### Stated goal
Rescale all of the material below by reproducing every line, requests included, with each polygon vertex coordinate in the answers multiplied by 1.6. Round each result to a whole number, with halves rounded up, and leave the requests themselves unchanged.

◆ ◆ ◆ ◆ ◆

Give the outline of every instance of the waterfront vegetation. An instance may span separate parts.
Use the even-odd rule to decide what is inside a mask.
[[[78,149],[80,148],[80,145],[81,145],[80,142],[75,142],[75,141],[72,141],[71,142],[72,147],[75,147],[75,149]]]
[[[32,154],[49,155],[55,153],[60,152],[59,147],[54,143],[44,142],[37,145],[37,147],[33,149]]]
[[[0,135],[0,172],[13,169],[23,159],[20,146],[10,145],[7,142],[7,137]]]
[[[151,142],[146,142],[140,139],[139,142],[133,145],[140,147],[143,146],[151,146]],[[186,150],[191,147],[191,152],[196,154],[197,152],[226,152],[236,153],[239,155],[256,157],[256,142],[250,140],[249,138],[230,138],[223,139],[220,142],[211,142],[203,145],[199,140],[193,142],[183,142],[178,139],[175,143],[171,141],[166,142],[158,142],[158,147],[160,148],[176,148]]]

◆ ◆ ◆ ◆ ◆

### Complete answer
Give the outline of every instance of the waterfront vegetation. An instance may span separate parts.
Use the even-odd rule to decide what is inside a mask.
[[[125,238],[128,237],[128,232],[130,232],[128,227],[120,227],[120,226],[115,226],[114,227],[115,235],[120,235],[120,238]]]
[[[51,246],[78,248],[88,245],[96,243],[94,235],[86,229],[70,227],[59,232],[59,235],[53,238]]]
[[[0,216],[0,275],[21,270],[37,254],[32,234],[16,232],[11,227],[11,219]]]
[[[242,227],[234,227],[224,222],[222,227],[213,232],[224,235],[229,234],[242,234]],[[298,240],[306,235],[306,243],[314,246],[315,243],[362,243],[378,245],[382,248],[410,251],[410,227],[400,224],[398,221],[368,221],[357,222],[352,227],[338,227],[325,232],[318,224],[309,227],[293,227],[285,222],[280,229],[274,226],[266,227],[253,227],[253,235],[256,237],[282,237]]]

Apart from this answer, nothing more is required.